══ Data for this task

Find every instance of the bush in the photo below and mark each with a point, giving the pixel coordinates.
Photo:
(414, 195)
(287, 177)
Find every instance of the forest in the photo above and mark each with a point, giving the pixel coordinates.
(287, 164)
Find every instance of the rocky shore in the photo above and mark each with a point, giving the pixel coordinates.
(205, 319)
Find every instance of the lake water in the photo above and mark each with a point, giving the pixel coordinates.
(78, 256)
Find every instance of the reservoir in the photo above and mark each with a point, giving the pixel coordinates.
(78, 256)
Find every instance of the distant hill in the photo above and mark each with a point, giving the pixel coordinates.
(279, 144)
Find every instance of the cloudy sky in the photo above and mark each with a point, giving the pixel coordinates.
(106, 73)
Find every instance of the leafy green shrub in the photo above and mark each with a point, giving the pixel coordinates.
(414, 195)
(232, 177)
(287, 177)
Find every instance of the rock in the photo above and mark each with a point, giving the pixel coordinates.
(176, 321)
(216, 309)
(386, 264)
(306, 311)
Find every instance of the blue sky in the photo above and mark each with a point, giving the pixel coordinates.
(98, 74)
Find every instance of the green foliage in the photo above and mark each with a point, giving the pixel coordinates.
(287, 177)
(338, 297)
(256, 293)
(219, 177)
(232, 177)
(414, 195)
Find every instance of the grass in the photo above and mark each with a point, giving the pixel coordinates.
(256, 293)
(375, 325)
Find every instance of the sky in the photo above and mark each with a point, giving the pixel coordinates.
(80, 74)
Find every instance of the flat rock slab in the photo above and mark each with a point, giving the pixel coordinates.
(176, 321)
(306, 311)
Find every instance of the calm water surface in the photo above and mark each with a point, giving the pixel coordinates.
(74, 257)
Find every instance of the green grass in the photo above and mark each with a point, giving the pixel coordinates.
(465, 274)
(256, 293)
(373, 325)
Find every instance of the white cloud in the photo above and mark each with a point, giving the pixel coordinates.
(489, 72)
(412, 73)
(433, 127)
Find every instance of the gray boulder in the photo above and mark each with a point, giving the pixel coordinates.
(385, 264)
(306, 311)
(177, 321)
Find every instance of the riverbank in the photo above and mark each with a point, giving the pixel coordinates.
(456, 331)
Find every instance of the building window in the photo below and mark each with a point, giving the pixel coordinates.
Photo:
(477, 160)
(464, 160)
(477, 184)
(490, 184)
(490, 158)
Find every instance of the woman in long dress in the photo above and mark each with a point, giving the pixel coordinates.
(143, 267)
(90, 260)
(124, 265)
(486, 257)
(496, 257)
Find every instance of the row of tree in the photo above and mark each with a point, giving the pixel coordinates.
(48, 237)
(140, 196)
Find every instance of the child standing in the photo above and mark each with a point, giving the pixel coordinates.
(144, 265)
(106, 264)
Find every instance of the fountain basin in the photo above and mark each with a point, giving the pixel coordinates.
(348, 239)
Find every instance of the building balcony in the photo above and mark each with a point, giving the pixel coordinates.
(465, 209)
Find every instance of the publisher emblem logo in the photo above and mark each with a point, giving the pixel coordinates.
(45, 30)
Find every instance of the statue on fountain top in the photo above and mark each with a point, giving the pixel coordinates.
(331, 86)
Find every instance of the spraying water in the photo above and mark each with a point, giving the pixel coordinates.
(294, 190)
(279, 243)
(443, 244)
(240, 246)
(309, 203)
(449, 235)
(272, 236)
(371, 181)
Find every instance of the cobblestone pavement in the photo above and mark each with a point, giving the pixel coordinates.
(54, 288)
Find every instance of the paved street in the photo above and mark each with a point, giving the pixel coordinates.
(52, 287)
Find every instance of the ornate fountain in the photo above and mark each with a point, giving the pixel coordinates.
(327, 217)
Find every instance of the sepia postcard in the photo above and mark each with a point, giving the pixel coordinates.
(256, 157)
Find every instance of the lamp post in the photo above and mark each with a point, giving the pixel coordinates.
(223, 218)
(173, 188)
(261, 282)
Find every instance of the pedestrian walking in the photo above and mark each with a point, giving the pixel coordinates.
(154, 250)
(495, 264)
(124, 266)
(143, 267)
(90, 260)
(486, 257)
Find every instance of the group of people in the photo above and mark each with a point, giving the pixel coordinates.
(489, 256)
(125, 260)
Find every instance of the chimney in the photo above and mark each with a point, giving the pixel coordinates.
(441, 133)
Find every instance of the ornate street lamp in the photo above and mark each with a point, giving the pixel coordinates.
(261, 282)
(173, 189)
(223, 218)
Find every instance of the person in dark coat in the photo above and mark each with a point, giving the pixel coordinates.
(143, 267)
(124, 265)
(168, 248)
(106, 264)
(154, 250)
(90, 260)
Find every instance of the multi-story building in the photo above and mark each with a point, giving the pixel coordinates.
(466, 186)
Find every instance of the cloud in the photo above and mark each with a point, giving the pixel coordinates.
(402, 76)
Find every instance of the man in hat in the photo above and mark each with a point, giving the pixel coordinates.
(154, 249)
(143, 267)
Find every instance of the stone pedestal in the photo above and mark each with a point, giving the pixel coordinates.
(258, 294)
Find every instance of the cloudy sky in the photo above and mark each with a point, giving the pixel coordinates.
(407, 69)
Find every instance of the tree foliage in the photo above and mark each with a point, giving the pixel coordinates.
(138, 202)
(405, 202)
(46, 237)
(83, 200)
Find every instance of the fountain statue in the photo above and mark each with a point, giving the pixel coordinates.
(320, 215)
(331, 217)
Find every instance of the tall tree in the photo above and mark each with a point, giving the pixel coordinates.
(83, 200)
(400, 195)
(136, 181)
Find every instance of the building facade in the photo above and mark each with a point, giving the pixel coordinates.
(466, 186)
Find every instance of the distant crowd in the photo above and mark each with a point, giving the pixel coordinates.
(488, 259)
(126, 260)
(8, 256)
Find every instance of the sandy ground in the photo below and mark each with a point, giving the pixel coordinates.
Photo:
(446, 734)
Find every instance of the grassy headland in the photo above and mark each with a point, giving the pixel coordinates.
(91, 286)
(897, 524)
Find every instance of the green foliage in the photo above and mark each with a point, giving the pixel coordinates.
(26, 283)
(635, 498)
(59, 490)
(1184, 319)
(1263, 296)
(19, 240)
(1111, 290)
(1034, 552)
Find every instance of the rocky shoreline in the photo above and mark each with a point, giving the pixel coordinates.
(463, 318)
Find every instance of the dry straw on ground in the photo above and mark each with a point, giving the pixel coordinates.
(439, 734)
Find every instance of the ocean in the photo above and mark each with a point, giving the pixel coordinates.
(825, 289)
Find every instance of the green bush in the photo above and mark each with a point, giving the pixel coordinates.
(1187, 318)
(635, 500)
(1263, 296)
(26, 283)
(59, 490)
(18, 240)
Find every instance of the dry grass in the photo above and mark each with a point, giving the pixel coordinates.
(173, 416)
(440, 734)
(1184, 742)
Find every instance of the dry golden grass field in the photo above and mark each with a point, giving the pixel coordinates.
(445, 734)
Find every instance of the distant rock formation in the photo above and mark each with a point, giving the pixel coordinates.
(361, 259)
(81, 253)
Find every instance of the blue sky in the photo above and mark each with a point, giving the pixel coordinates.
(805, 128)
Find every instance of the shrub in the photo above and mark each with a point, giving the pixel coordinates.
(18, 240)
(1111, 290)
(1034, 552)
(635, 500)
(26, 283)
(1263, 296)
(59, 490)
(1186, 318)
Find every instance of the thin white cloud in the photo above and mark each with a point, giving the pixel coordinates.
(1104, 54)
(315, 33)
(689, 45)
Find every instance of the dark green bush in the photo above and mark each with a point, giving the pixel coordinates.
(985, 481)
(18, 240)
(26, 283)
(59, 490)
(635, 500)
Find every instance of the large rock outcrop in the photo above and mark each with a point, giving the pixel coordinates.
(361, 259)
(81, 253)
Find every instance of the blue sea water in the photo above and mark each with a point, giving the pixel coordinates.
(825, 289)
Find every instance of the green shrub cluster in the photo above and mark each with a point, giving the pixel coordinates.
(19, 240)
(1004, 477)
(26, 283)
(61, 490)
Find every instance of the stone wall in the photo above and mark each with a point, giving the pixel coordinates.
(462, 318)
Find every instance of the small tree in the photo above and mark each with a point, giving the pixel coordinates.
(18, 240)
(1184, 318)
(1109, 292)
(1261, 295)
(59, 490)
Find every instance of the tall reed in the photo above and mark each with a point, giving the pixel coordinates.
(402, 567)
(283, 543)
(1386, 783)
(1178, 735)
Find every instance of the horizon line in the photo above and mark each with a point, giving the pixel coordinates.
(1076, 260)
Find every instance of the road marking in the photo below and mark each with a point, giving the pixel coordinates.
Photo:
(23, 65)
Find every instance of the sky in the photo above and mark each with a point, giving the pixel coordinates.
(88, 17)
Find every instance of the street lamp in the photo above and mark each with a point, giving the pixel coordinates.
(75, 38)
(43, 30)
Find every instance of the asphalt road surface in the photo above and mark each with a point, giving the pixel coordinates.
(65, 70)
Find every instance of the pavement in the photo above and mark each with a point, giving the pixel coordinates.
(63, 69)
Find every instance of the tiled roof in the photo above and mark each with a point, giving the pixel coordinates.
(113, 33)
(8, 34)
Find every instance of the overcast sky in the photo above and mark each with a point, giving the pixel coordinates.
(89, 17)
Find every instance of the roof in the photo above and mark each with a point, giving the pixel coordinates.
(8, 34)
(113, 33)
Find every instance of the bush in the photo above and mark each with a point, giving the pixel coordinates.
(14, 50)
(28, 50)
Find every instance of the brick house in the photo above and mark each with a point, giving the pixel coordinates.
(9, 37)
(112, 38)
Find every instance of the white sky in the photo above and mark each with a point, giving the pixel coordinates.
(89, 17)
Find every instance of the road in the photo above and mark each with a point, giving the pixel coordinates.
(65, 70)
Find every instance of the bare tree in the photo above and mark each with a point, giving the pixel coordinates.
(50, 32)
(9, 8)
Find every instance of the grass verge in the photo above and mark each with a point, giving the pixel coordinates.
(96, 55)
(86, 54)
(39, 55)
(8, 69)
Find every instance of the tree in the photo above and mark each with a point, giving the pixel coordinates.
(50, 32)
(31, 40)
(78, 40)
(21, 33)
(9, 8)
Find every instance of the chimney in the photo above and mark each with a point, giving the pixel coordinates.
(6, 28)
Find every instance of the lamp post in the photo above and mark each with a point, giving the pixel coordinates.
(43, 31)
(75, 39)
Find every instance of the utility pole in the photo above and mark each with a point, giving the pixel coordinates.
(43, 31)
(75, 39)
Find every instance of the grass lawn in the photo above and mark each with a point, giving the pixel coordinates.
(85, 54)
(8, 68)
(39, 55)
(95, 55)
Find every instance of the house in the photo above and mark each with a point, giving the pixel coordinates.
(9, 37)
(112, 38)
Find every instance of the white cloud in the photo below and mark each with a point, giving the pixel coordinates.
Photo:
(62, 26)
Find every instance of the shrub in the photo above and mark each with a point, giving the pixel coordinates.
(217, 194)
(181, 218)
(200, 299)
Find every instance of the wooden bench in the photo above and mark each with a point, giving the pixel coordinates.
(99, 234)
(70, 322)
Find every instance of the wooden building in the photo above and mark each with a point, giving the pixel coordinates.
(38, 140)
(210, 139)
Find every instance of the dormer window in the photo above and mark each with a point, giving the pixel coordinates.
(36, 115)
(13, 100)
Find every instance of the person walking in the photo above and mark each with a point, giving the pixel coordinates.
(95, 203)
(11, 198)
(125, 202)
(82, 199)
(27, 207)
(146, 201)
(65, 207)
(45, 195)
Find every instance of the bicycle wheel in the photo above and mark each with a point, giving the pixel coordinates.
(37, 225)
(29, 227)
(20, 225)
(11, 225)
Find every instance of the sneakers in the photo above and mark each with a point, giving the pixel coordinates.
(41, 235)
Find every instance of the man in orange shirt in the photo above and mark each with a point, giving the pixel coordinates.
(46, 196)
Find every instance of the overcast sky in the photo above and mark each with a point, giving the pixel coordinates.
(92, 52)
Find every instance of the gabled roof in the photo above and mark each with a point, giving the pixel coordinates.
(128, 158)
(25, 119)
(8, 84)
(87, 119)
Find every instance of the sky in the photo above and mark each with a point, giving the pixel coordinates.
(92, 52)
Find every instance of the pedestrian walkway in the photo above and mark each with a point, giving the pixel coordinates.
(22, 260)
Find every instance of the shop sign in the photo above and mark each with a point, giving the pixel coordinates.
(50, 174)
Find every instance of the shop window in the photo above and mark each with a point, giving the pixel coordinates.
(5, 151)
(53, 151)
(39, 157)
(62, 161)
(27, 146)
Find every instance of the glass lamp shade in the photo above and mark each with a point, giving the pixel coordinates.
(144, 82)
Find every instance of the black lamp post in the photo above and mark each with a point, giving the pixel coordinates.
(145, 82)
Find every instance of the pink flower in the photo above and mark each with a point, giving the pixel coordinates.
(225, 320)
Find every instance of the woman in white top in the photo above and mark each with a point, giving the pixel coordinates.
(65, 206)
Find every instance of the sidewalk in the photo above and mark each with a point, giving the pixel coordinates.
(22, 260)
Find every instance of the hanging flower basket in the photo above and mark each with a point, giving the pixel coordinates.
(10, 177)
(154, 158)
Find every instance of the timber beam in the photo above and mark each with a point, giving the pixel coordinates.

════

| Aim |
Only the lines from the one that contains "Find every instance of the black" to the end of the data should be output, exactly as they appear.

| Full solution |
Find every instance of the black lamp post in the photo above and mark each with a point, giving the pixel coordinates.
(145, 82)
Find every instance of the pink flower in the photo above and mark each with a point, giving the pixel coordinates.
(225, 320)
Find every instance of the woman in white top in the photo above and mark each with a point, giving the pixel coordinates.
(65, 206)
Find every instance of the sidewalk in the photo above and mark each with a point, giving the pixel coordinates.
(22, 260)
Find every instance of the hanging flower basket in the photo above and mark each with a point, giving the pixel coordinates.
(10, 177)
(154, 158)
Find every instance of the timber beam in the photo above and mark each with a point, giving the pixel coordinates.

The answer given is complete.